● WRITTEN REQUEST
From the line containing "window with blinds" to the end of the listing, write out every line exactly; leave out everything else.

● DATA ROWS

════

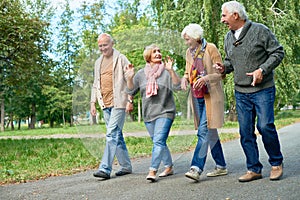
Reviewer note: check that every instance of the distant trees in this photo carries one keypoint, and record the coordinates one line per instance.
(46, 73)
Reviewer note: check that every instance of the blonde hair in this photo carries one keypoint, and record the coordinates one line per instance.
(105, 35)
(194, 31)
(148, 51)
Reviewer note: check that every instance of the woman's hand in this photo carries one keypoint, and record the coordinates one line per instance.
(199, 83)
(169, 63)
(220, 67)
(184, 83)
(129, 71)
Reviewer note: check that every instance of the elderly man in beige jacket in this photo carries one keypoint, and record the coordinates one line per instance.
(109, 90)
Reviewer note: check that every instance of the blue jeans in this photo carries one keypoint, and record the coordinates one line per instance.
(206, 137)
(260, 104)
(115, 144)
(159, 131)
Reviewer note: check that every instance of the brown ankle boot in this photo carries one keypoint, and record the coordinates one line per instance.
(167, 172)
(151, 176)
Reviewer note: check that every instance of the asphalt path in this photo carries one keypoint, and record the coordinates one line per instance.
(136, 187)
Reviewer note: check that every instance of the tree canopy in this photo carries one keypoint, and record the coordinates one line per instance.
(47, 58)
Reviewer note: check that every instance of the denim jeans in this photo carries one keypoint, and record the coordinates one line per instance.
(115, 144)
(206, 138)
(159, 131)
(260, 104)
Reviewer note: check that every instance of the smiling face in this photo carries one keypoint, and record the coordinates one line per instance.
(190, 42)
(105, 45)
(232, 20)
(156, 56)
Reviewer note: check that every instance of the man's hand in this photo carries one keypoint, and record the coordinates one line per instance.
(129, 71)
(93, 109)
(257, 76)
(220, 67)
(199, 83)
(129, 107)
(184, 83)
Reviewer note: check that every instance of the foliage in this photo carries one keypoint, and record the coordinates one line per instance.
(27, 40)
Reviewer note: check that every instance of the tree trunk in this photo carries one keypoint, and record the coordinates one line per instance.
(12, 121)
(139, 111)
(188, 110)
(32, 116)
(64, 120)
(2, 115)
(19, 124)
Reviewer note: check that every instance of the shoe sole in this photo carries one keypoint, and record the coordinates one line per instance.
(151, 179)
(276, 179)
(122, 173)
(248, 180)
(191, 177)
(165, 175)
(102, 177)
(222, 174)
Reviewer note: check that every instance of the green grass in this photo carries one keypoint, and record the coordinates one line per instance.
(32, 159)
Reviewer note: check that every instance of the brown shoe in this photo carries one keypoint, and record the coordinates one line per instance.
(250, 176)
(167, 172)
(151, 176)
(276, 173)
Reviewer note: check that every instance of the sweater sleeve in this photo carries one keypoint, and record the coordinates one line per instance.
(273, 49)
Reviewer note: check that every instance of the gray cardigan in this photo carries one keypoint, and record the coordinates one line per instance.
(160, 105)
(256, 47)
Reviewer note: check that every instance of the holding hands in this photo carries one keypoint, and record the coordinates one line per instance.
(168, 63)
(129, 72)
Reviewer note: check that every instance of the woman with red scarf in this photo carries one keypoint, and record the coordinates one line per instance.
(156, 82)
(207, 100)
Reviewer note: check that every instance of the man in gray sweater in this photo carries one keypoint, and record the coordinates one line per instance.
(252, 53)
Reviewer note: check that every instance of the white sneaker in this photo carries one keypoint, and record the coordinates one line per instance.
(193, 174)
(217, 172)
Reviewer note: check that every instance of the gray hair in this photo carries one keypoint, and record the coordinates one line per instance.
(235, 7)
(194, 31)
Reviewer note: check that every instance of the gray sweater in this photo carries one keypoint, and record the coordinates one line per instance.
(160, 105)
(256, 47)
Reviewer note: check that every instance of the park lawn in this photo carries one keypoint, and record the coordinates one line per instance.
(26, 160)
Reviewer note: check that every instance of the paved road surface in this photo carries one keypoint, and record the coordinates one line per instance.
(136, 187)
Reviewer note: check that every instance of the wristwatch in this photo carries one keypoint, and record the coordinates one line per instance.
(262, 71)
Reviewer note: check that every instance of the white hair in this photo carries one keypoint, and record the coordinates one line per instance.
(105, 35)
(235, 7)
(194, 31)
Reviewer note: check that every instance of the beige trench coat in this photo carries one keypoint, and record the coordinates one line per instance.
(214, 100)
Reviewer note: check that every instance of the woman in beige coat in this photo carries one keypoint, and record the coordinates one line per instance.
(207, 100)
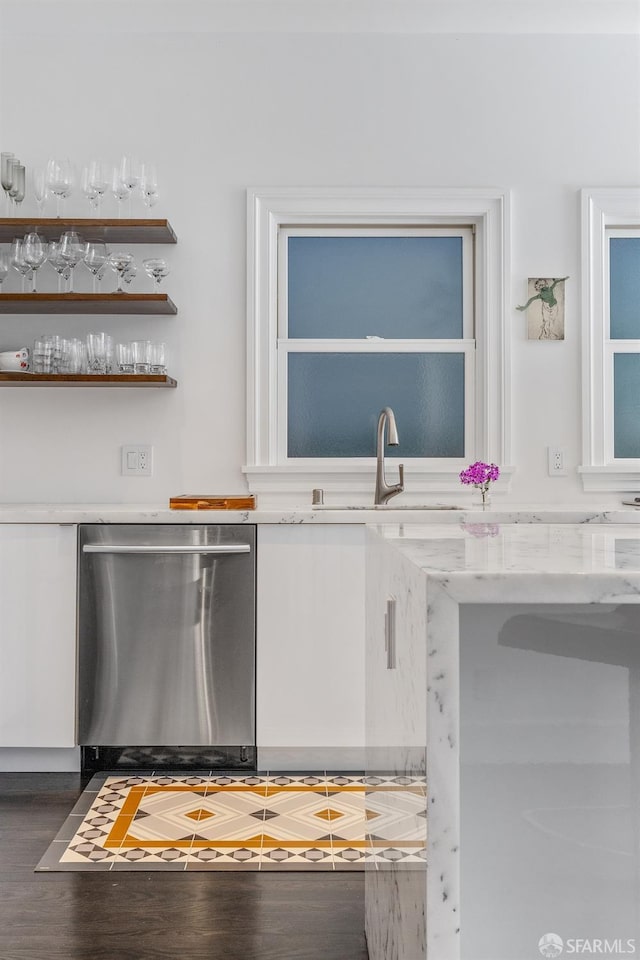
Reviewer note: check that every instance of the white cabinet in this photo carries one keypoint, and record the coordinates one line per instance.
(37, 635)
(310, 639)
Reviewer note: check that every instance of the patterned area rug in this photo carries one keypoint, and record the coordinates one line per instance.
(193, 821)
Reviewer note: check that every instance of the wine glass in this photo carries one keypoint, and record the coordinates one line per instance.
(59, 265)
(71, 252)
(40, 189)
(60, 181)
(99, 180)
(6, 175)
(17, 260)
(34, 252)
(17, 189)
(149, 184)
(119, 262)
(157, 269)
(130, 173)
(119, 189)
(95, 257)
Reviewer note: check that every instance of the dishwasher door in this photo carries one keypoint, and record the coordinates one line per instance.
(166, 650)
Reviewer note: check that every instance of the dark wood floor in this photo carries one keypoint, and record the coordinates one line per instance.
(156, 916)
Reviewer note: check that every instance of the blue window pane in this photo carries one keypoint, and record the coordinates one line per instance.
(624, 285)
(335, 398)
(626, 405)
(392, 287)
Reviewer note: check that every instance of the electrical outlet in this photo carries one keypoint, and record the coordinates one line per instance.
(557, 461)
(137, 461)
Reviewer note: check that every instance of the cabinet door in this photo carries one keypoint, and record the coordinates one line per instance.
(310, 637)
(37, 635)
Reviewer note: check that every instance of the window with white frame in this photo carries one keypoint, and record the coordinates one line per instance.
(364, 299)
(611, 342)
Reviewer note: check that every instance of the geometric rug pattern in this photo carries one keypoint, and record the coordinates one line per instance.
(211, 821)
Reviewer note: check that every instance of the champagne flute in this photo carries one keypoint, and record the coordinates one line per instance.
(17, 189)
(119, 262)
(34, 252)
(60, 181)
(71, 252)
(95, 257)
(6, 175)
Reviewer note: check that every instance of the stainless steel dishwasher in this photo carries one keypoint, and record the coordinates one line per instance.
(166, 647)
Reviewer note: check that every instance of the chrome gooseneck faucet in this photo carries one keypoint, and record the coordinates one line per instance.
(385, 491)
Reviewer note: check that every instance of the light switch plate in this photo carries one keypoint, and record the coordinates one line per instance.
(137, 460)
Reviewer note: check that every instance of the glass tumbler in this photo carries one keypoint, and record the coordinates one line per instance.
(124, 357)
(141, 355)
(97, 344)
(158, 358)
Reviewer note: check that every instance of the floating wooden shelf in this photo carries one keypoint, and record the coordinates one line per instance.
(147, 304)
(85, 380)
(111, 231)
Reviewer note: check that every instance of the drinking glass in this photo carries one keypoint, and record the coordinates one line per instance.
(17, 189)
(149, 184)
(119, 189)
(59, 265)
(119, 262)
(156, 269)
(99, 179)
(95, 257)
(61, 180)
(71, 252)
(34, 252)
(40, 190)
(158, 358)
(130, 173)
(124, 357)
(141, 355)
(6, 175)
(97, 353)
(4, 267)
(18, 262)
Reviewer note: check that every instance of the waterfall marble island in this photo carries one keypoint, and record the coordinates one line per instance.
(502, 685)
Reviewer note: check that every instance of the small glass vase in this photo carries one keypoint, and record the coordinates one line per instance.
(482, 495)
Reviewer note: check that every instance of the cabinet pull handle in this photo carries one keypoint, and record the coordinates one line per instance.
(390, 633)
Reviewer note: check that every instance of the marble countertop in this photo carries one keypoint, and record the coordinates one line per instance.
(509, 513)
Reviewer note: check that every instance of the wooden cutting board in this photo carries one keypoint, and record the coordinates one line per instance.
(219, 501)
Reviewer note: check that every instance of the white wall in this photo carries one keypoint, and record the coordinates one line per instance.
(219, 108)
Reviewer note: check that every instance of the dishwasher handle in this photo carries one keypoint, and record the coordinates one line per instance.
(216, 549)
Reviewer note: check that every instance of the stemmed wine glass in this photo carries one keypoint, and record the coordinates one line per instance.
(4, 268)
(17, 260)
(59, 265)
(34, 252)
(40, 189)
(71, 252)
(149, 184)
(130, 173)
(119, 189)
(119, 262)
(60, 181)
(157, 269)
(6, 174)
(95, 257)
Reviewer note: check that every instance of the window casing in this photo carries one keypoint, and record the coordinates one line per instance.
(279, 467)
(610, 350)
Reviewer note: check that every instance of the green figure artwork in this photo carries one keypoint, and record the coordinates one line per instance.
(546, 320)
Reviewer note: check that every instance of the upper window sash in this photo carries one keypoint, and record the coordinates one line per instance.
(465, 233)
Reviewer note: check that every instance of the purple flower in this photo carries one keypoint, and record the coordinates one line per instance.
(480, 474)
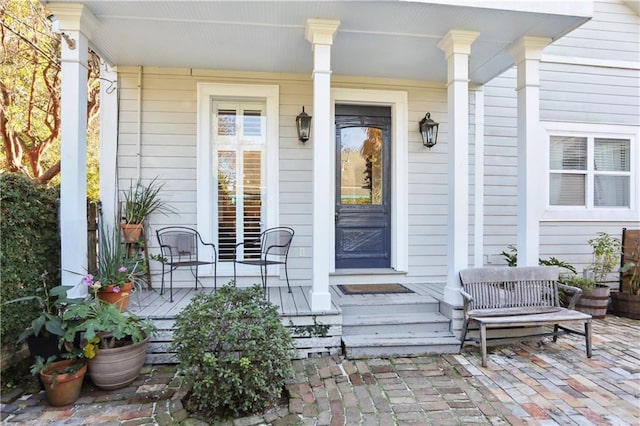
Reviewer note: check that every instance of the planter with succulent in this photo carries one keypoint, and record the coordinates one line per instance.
(626, 302)
(114, 342)
(114, 280)
(594, 299)
(140, 201)
(62, 379)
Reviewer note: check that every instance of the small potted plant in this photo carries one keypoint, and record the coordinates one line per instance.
(113, 342)
(62, 379)
(44, 332)
(114, 279)
(626, 302)
(140, 201)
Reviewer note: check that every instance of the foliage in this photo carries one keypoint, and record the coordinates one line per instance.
(631, 269)
(51, 302)
(103, 326)
(29, 247)
(141, 200)
(30, 91)
(233, 348)
(512, 260)
(606, 254)
(582, 282)
(114, 268)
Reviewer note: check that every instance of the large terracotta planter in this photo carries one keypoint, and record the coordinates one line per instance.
(63, 388)
(594, 302)
(116, 368)
(626, 305)
(121, 298)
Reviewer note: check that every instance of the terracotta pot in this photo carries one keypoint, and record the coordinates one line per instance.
(63, 388)
(116, 368)
(594, 302)
(131, 231)
(626, 305)
(121, 298)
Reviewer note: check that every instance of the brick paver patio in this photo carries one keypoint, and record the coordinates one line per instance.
(523, 384)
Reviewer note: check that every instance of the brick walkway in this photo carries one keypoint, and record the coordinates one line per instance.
(524, 384)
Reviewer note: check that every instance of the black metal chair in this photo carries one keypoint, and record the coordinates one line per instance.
(179, 248)
(271, 249)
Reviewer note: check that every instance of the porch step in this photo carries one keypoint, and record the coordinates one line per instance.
(395, 325)
(372, 324)
(405, 344)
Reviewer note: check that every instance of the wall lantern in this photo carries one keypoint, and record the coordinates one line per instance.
(429, 131)
(303, 124)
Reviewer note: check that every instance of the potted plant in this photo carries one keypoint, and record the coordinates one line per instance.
(62, 379)
(140, 201)
(114, 280)
(626, 302)
(44, 332)
(594, 298)
(114, 342)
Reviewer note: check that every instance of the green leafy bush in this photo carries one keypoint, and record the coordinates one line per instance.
(234, 350)
(29, 248)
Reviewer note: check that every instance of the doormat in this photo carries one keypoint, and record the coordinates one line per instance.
(350, 289)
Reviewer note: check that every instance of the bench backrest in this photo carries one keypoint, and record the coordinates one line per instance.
(511, 287)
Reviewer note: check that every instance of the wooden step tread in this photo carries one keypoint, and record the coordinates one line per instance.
(397, 318)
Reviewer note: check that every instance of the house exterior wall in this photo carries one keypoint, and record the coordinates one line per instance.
(588, 79)
(161, 140)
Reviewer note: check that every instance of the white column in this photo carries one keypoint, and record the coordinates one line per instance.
(75, 23)
(478, 179)
(108, 144)
(526, 53)
(320, 33)
(457, 48)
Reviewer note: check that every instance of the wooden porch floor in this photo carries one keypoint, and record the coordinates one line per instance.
(151, 304)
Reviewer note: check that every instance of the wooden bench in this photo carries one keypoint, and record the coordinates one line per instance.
(518, 297)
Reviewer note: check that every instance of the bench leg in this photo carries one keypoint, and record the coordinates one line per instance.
(483, 343)
(587, 337)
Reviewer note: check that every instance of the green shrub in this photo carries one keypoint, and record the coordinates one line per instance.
(234, 350)
(29, 248)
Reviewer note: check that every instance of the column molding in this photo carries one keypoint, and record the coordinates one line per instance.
(320, 33)
(76, 24)
(456, 45)
(527, 53)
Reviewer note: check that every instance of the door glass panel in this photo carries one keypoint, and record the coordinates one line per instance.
(361, 165)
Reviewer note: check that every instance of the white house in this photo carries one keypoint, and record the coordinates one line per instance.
(538, 145)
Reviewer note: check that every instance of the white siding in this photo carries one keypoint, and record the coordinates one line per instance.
(602, 85)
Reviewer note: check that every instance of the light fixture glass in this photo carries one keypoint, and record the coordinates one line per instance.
(429, 131)
(303, 124)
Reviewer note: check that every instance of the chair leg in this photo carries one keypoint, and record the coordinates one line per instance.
(286, 274)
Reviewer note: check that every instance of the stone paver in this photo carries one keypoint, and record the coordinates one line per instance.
(525, 384)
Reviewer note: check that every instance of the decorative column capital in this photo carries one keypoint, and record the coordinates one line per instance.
(457, 41)
(321, 31)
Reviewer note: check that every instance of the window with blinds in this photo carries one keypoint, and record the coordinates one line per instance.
(589, 172)
(240, 143)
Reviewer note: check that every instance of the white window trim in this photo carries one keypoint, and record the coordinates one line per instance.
(568, 213)
(398, 101)
(205, 171)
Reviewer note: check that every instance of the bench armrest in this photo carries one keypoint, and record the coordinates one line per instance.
(466, 299)
(571, 290)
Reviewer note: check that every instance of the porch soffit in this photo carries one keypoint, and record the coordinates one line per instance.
(393, 39)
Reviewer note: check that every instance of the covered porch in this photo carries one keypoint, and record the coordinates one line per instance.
(403, 323)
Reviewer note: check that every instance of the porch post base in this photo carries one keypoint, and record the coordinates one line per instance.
(320, 301)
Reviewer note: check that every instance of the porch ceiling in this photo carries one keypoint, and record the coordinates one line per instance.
(396, 39)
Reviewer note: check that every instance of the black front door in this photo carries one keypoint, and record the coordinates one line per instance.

════

● SOLUTION FOR THIS PROBLEM
Reviewer note: check that every instance of the window with blinds in this photo carries one keypoint, and record the coordinates one line per instance.
(589, 172)
(240, 143)
Reviewer note: check that every instance of the white window trim in this photo carries one keypoint, and record the coordinates one line per instance.
(568, 213)
(398, 101)
(205, 171)
Reviewer note: check that every instance of the bench armrest in this photo carries one keypoint, and record the coordinates one line per instance.
(466, 299)
(571, 290)
Reviewer note: check that every instance of the porch soffit in this photo carries one keypoint, and record the coordinates one line per instance.
(393, 39)
Reviewer note: check that every instance of the covered porch in this photo carries one keypoint, and record the coordinates one line per instance.
(403, 323)
Reviewer note: check that every instance of the porch post base in this photo carries one keypoint, and record the coordinates one line per instance.
(320, 301)
Reviewer note: check that every instance of the porch ceiling in this photo carries one keypoint, and record the coordinates one line per instance.
(396, 39)
Reviewer note: check that every instance of the black front door in this photo carries one keypoint, and record the coordinates one line per instance.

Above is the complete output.